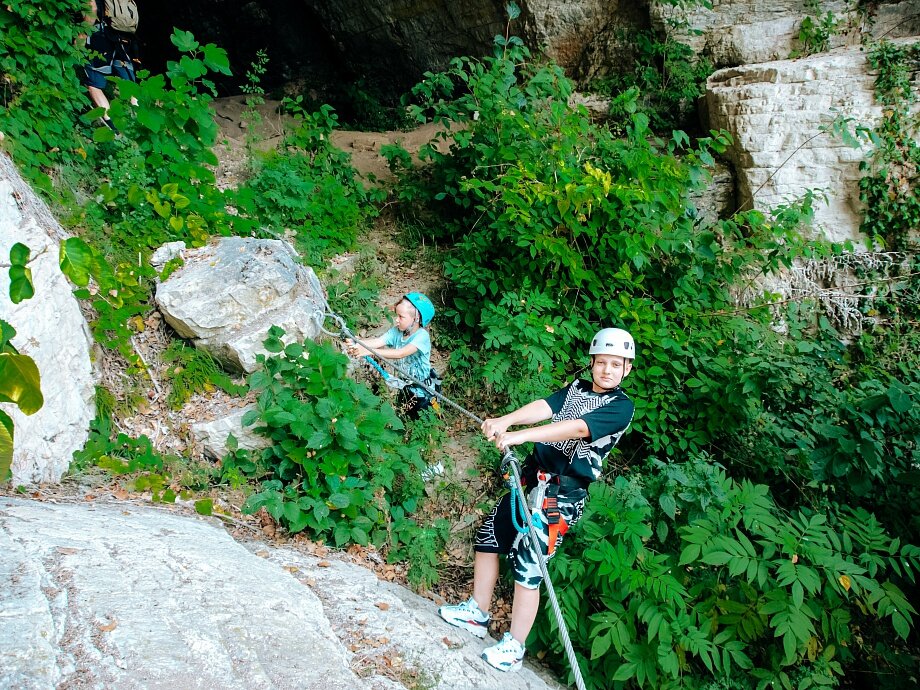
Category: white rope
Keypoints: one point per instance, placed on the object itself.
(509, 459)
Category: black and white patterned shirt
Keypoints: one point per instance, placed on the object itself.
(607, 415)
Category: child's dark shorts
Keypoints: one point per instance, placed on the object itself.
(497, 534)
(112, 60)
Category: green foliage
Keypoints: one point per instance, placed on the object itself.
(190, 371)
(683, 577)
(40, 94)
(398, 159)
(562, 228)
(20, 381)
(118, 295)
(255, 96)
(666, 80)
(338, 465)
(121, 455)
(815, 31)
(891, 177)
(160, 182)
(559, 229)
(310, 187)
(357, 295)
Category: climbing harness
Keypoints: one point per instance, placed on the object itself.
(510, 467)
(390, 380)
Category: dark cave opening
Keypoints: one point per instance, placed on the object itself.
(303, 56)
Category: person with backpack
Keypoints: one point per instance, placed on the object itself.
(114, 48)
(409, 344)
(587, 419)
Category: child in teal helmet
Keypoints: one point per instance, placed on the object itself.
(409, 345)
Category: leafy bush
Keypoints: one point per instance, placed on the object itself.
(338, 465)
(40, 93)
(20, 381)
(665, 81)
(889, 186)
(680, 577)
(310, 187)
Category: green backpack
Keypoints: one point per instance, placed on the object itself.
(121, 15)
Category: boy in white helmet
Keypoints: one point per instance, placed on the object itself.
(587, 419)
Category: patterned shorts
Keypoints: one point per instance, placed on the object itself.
+++
PROBLEM TO SOLVE: Only lines that contain "white" are needed, so copy each of them from the data.

OUTPUT OF THE TASK:
Category: white rope
Category: black and white patterned shirt
Category: boy in white helmet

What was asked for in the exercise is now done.